Records from a data source
☆ ☆ ☆ ☆ ☆

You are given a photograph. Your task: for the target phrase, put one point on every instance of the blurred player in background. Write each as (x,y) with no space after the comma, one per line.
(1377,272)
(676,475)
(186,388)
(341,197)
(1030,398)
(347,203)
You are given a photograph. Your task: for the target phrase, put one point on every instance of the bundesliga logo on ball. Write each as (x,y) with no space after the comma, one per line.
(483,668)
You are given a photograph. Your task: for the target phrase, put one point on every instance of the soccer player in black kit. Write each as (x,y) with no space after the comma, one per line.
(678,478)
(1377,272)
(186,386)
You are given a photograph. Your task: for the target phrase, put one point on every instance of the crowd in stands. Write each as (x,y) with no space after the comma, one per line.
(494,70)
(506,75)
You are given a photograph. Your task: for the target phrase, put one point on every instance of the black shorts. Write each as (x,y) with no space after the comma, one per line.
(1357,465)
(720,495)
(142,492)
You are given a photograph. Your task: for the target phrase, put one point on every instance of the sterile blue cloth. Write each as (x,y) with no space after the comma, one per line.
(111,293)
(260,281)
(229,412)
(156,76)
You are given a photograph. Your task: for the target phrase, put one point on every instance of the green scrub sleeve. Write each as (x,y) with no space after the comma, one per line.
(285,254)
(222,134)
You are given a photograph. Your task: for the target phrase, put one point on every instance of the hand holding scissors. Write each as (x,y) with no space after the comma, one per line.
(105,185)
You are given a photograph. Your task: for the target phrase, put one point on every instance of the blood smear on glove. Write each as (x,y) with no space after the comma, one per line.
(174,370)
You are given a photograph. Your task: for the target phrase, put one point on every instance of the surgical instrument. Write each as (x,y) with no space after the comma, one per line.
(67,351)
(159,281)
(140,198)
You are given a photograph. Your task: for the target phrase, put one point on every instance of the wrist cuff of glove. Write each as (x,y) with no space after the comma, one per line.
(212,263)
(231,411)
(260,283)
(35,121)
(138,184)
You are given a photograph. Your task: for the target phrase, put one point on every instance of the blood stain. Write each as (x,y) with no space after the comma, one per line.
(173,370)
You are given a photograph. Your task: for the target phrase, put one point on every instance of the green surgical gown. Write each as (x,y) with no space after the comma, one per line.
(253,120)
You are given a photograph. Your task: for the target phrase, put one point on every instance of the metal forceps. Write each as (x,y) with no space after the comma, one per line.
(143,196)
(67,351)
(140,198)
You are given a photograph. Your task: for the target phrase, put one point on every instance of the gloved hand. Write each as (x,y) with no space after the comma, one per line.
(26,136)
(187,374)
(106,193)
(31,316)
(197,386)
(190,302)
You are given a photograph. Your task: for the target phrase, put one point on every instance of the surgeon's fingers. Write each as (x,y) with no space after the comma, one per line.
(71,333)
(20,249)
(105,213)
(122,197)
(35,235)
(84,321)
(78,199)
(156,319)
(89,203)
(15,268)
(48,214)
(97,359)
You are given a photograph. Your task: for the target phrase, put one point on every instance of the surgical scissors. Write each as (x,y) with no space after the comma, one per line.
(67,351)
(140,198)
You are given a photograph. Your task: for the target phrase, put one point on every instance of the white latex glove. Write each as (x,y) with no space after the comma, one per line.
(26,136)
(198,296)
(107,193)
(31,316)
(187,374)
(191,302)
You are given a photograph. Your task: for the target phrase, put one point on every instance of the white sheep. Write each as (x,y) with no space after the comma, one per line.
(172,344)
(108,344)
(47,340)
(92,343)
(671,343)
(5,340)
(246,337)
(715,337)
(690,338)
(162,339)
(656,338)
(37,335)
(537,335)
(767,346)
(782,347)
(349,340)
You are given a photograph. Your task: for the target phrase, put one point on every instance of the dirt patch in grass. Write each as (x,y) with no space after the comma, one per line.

☆ ☆ ☆ ☆ ☆

- Instructions to follow: Rewrite the listing above, changing every "target phrase" to "query phrase" and leaving everything else untouched.

- Complete response:
You are given a photograph. Your task: for the query phrase, put one point on every instance of the blurred player in background. Write each as (x,y) with no space after the comma, one per line.
(1377,272)
(676,475)
(186,388)
(341,197)
(1030,398)
(347,203)
You are given a photograph. Your task: for the query phrase, put one point on every instance of the bundesliga logo on ball. Write each as (x,y) with no space after the comma, one per line.
(483,668)
You are given a photograph. Your task: for the query phrase, put one point on every instance of the soccer player in black kit. Write each as (x,y) with no space after the comma, one per line.
(678,478)
(1377,272)
(186,386)
You are given a photograph. Your task: for the query phrase, put one point on every instance of the crowd in stands. Write each as (x,y) with no space after the comma, one per line.
(494,70)
(506,75)
You are given a photograph. Your task: for the query phrase, put one point on every instance of the black shorts. Write each as (x,y) with no space after the comma, one per line.
(1357,465)
(720,495)
(142,492)
You are given a photograph. Your task: for the query phrase, put one point on every instance of the sterile blue cloth. Write each as (x,y) with no space after the comma, one per line.
(111,293)
(260,281)
(229,412)
(156,76)
You are given a photograph. Your task: for the query phrase, put one point on every instance of the green scrub sleeve. Write each as (x,y) with no space after the comma, one per line.
(285,254)
(222,134)
You are given a photograph. Your task: for the query phrase, put one point on every instance of the hand holding scissors. Write each as (x,y) with no space after the comma, one per line.
(105,185)
You are given a photograph. Your task: for the query phrase, put one point on every instance of the blood smear on glove. Write each as (x,y) with no space after the comma, one per line.
(174,370)
You are given a photograph. Your task: for the query phrase, put one point on every instance of the surgical instrument. Write each as (x,y) with no space after the comma, one per line.
(67,351)
(159,281)
(140,198)
You are given a photograph. Your task: for the query phrase, put one point on every instance of the wrist cuff of glove. Write each as (x,y) with no space after the comma, one per line.
(212,263)
(231,411)
(260,283)
(35,121)
(138,184)
You are given a photograph. Your task: for the query phrase, put one point on every instance of the blood stain. Write each as (x,y) with no space after the comma, one per line.
(173,370)
You are given a photograph. Your task: for the query phrase, put one point on every instance of the green surgical gown. Write each as (x,y) with no space after the comma, one per line.
(253,120)
You are given a photograph. Your task: for the query phrase, put one point on every instance of the metal forceps. Write each as (x,y) with no space after the comma, one per line.
(143,196)
(67,351)
(140,198)
You are given a photograph. Your task: for the query phrase, put one point on every instance of the gloved hand. Write each as (x,y) with no space after the comma, one per line.
(26,136)
(187,374)
(106,193)
(31,316)
(197,386)
(190,302)
You are given a photograph. Your task: for the query phrase, put one point on every instance of the surgeon's fingers. Write each as (x,y) with no space after the comma, one per line.
(71,333)
(20,249)
(105,213)
(122,197)
(35,235)
(84,321)
(78,199)
(156,319)
(89,203)
(15,268)
(48,214)
(97,359)
You are given a photograph. Your task: for the query phrase, put one point on every instance of the surgical scissors. Write each as (x,y) with no space after the comma, one per line.
(67,351)
(140,198)
You are given a photograph. Your task: for the query phrase, put one point on every instance of the white latex glove. Write each as (x,y) with no space after the comma, one per line.
(26,136)
(198,296)
(107,193)
(31,316)
(187,374)
(191,302)
You are given a photograph. Your task: for the query phrase, put one point on every instance of the white sheep. Write each as (x,y) with no space after the comma, one per line.
(172,344)
(108,344)
(47,340)
(92,343)
(671,343)
(5,340)
(246,337)
(715,337)
(690,338)
(162,339)
(656,338)
(37,335)
(537,335)
(767,346)
(782,347)
(349,340)
You are given a photograph. Your task: for the query phrase, put one point on every instance of the dirt patch in grass. Write each as (x,y) with no space after the comma, one per line.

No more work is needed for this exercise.